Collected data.
--------------------
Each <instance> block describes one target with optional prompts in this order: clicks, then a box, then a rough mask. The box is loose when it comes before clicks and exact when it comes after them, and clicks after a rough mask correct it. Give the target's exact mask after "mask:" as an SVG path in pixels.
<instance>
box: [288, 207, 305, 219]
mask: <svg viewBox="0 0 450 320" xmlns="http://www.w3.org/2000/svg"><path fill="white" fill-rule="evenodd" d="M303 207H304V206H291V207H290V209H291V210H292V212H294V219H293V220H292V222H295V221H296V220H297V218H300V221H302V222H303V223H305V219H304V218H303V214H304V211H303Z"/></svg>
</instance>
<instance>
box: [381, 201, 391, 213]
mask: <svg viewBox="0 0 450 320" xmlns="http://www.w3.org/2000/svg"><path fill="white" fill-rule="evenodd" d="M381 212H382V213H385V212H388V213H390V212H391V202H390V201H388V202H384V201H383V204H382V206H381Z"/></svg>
--------------------
What this task involves. Output every line of the items above as a JSON list of strings, one string per line, omitting blank lines.

Output.
[
  "Each <instance> block describes one target with optional prompts in this order: clicks, then a box, then a rough mask. The box is loose when it comes before clicks and exact when it comes after them, and clicks after a rough mask correct it. Give the target's exact mask after \"mask:\" as an SVG path in pixels.",
  "<instance>",
  "box: [288, 207, 305, 219]",
  "mask: <svg viewBox=\"0 0 450 320\" xmlns=\"http://www.w3.org/2000/svg\"><path fill=\"white\" fill-rule=\"evenodd\" d=\"M303 207H304V206H291V207H290V209H291V210H292V212H294V219H293V220H292V222H295V221H296V220H297V218H300V221H302V222H303V223H305V219H304V218H303V214H304V211H303Z\"/></svg>",
  "</instance>",
  "<instance>",
  "box: [381, 201, 391, 213]",
  "mask: <svg viewBox=\"0 0 450 320\" xmlns=\"http://www.w3.org/2000/svg\"><path fill=\"white\" fill-rule=\"evenodd\" d=\"M381 212H382V213H385V212H388V213H390V212H391V202H390V201H388V202H384V201H383V204H382V206H381Z\"/></svg>"
]